___ Document text ___

2. I heard Mr.N.Krishna Mitra, learned counsel appearing for the revision petitioner and though the respondents had been served, yet they have not chosen either to engage a counsel to defend then here - or they were present before court. Under these circumstances, this revision is disposed of on the basis of the arguments advanced by the learned counsel for the revision petitioner and after perusing the records.

3. The landladies filed an application for eviction against the tenant on the ground of wilful default in the payment of rent and for owner's occupation (Residential purpose). Before the Rent Controller, the first landlady examined herself as P.W.1 and Exhibits P.1 to P.12 were marked. The tenant examined herself as R.W.1 and Exhibits R.1 to R.4 were marked. The Rent Controller on going through the materials placed before him found that the landladies have not made out their case at all on both the grounds and thus, rejected the rent control petition. The landladies filed an appeal on both the grounds before the appellate authority. The appellate authority found that the landladies are entitled to an order of eviction only on the ground of owner's occupation and thus, rejecting the petition on the ground of wilful default, ordered eviction on the ground of owner's occupation alone. The correctness of which is being questioned in this revision by the tenant.

4. The rent control petition relates to the non-payment of rent from April 1986 to September 1986, both months inclusive. As far as the owner's occupation is concerned, the case of the first landlady is that they are residing in a rented flat at Mandaveli, Chennai and therefore they are in need of the tenanted premises in the occupation of the tenant for their own residential purposes. Incidentally, it is also stated in the rent control petition that besides the first landlady, their relatives as well as her mother is also living with her. The tenancy as per the allegation in the rent control petition is for residential purposes. In the counter statement, the tenant took the stand that there is no wilful default at all in the payment of rent. It is stated in this context as follows:

"That rents have not been paid for April, May, June and July 1986 as a deliberate falsehood. On the other hand there is no question of this respondent not paying the rent for April and it is only from May onwards rents which were sent have been detained and sent over in September 1986 and thereafter by reason of the claim made by a person the rents have not been paid as there was no occasion to recognise the claims of the petitioner in the wake of objection that had been raised. There is no legal basis for the plea of default much less wilful as indicated. This respondent is ready and willing to deposit the rents into court provided the same is withdrawn by a proper and competent person after satisfaction of title."

___ Dataset content ___

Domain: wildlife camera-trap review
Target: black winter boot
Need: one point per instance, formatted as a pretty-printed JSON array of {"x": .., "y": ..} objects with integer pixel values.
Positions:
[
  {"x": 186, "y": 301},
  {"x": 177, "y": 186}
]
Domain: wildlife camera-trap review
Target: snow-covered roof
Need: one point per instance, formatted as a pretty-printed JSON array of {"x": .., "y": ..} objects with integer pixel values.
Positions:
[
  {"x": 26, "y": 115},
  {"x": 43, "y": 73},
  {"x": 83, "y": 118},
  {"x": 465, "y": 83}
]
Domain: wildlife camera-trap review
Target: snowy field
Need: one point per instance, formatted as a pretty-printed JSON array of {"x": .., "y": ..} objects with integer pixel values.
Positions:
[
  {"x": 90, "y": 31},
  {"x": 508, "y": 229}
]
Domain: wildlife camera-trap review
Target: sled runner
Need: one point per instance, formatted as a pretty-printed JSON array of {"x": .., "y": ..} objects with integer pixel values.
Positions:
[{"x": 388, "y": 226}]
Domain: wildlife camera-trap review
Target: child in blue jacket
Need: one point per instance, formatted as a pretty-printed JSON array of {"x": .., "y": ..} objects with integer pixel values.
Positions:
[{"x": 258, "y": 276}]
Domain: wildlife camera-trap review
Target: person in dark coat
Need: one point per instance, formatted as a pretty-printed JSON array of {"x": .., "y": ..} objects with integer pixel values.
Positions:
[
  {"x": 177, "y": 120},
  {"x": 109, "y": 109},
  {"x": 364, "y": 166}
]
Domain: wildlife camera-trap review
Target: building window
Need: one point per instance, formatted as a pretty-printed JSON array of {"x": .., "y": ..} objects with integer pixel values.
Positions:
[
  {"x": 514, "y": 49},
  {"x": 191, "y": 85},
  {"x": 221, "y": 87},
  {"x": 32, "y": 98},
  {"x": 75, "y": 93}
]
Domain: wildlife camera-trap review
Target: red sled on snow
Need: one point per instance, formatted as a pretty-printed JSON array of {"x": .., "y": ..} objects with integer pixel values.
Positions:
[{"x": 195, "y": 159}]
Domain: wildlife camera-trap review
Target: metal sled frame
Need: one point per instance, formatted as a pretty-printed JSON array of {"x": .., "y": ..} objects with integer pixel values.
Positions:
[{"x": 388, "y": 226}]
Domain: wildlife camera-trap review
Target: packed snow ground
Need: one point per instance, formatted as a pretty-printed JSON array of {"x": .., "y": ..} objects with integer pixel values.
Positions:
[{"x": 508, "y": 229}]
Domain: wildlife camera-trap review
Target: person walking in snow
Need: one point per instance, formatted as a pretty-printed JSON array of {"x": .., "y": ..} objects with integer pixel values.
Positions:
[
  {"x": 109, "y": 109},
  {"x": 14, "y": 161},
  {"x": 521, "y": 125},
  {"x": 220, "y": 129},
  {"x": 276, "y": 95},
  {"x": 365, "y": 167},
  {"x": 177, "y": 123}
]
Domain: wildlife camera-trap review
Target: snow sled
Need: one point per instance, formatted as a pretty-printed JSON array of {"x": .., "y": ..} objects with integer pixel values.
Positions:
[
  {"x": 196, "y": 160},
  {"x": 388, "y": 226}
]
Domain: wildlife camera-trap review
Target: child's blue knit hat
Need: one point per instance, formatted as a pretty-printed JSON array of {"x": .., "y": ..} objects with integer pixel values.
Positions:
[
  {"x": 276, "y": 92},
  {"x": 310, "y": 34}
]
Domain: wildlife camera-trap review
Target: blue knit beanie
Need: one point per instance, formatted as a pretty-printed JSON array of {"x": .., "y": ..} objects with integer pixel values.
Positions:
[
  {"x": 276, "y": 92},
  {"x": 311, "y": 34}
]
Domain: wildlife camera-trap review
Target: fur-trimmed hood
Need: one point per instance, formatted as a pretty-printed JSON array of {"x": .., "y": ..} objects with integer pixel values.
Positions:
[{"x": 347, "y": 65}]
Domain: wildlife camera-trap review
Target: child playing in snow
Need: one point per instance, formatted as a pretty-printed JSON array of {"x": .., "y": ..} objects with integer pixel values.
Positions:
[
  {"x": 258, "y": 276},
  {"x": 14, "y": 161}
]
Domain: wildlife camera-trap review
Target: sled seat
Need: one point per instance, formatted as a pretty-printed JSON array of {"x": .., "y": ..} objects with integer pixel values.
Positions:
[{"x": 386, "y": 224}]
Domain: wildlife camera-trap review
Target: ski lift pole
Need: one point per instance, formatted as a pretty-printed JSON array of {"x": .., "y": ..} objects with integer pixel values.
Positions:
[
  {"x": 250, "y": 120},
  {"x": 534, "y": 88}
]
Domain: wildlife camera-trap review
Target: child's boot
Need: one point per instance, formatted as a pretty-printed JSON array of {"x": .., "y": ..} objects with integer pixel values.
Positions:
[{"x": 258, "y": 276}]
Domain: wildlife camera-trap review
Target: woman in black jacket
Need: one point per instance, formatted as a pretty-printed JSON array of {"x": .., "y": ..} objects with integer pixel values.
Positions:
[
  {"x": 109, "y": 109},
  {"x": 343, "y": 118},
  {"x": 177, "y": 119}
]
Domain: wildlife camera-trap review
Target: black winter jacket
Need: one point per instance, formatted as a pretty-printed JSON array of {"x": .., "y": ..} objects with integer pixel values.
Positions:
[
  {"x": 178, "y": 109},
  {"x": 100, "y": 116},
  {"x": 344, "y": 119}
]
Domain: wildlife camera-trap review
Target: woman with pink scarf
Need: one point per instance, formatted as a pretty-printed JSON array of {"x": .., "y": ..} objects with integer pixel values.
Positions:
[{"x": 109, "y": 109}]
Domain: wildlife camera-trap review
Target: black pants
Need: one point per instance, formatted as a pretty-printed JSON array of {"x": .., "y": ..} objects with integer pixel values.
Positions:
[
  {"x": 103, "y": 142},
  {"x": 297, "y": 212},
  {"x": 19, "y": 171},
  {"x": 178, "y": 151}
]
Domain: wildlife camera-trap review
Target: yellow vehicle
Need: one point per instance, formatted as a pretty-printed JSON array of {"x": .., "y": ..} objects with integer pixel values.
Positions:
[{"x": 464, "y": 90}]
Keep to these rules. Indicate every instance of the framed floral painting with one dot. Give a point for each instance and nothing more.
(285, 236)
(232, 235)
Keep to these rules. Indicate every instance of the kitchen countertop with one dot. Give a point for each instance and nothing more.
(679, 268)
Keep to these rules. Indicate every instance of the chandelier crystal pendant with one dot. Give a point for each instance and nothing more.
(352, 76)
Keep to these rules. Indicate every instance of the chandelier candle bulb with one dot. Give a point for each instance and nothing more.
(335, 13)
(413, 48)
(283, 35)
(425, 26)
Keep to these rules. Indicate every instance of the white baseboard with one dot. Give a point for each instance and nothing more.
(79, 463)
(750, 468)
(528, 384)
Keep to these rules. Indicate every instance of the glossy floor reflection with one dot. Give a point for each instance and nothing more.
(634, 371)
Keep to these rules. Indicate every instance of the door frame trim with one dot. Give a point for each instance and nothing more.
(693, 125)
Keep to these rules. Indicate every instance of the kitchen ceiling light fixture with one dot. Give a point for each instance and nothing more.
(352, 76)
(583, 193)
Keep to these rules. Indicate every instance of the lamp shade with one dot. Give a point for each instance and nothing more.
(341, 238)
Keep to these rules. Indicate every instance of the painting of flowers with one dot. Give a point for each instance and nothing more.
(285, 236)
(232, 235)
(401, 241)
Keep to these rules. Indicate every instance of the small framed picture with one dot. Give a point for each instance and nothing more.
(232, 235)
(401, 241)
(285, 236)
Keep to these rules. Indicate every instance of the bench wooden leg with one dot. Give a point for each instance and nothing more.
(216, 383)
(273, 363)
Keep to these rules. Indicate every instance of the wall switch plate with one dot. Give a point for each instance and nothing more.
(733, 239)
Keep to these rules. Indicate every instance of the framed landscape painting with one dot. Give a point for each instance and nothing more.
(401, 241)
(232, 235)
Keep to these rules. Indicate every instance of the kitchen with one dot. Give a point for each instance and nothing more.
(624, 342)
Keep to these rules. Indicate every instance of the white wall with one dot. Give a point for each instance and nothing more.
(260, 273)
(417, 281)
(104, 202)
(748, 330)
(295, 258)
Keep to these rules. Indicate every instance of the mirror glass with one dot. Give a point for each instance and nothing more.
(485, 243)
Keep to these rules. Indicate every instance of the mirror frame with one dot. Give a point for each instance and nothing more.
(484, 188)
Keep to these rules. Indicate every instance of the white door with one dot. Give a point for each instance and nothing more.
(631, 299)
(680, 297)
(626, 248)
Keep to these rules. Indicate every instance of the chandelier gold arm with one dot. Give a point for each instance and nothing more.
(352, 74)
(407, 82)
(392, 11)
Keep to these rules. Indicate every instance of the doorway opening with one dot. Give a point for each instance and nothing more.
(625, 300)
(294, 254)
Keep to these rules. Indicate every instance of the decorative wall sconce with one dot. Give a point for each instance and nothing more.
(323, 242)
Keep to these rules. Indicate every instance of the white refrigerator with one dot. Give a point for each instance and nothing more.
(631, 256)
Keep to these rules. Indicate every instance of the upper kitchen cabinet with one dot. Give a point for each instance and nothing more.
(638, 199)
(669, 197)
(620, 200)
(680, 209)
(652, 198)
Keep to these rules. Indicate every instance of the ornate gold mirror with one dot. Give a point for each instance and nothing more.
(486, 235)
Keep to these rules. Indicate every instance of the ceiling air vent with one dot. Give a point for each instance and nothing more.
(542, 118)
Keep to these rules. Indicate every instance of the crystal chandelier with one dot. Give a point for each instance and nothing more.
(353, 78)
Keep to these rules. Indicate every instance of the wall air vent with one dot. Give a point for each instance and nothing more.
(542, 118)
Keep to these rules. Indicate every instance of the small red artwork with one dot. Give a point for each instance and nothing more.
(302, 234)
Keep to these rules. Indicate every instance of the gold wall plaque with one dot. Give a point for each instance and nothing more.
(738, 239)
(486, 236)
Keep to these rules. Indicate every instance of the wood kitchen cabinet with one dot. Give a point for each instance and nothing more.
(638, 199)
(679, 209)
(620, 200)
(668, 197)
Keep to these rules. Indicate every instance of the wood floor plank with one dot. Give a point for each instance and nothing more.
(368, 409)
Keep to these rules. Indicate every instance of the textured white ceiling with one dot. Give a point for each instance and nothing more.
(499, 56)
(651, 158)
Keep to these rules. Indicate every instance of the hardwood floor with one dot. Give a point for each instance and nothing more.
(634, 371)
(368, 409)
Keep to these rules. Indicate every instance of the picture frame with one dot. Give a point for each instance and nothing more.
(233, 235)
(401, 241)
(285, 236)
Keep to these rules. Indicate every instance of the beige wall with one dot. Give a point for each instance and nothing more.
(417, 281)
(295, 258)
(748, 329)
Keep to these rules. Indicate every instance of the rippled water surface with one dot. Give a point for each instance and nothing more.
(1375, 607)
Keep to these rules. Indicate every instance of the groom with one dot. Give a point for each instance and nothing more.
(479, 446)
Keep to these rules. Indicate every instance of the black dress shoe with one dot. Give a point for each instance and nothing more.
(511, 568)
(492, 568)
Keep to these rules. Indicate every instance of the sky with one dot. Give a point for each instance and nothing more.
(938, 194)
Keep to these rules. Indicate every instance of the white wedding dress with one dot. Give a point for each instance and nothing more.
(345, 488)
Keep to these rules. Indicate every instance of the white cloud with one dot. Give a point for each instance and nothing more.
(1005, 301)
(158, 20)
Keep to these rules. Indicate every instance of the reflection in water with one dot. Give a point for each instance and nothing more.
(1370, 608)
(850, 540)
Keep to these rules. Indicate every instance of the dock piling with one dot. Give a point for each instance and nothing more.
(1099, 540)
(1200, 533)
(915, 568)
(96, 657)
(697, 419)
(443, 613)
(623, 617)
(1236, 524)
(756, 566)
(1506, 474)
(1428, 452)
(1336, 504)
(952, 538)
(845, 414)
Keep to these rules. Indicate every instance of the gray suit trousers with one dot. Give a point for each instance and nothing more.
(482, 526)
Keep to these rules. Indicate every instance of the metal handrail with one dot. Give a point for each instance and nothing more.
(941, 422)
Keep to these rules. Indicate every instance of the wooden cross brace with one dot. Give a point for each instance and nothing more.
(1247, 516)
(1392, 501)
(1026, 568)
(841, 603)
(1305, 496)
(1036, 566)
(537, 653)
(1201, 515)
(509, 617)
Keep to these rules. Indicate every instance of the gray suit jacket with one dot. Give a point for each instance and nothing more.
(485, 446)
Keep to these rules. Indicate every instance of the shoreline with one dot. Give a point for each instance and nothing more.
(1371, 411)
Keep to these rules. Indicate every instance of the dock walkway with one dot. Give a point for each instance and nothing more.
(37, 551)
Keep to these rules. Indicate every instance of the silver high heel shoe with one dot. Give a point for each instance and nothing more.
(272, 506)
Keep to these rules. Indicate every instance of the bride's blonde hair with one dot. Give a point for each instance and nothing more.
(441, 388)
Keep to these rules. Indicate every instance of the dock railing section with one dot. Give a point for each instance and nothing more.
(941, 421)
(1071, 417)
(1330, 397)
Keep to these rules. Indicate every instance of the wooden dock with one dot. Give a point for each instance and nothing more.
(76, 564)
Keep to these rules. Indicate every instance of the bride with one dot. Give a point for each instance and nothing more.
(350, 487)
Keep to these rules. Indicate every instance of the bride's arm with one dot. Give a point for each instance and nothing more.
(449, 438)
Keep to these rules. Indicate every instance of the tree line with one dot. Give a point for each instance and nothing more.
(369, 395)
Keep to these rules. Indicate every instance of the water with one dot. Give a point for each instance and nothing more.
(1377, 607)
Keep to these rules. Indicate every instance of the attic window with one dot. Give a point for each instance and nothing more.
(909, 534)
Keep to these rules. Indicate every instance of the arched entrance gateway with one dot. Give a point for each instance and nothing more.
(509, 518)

___

Exercise objective
Repeat word for word the stretch from "2. I heard Mr.N.Krishna" through "perusing the records." in the rent eviction text above.

Result for this task
2. I heard Mr.N.Krishna Mitra, learned counsel appearing for the revision petitioner and though the respondents had been served, yet they have not chosen either to engage a counsel to defend then here - or they were present before court. Under these circumstances, this revision is disposed of on the basis of the arguments advanced by the learned counsel for the revision petitioner and after perusing the records.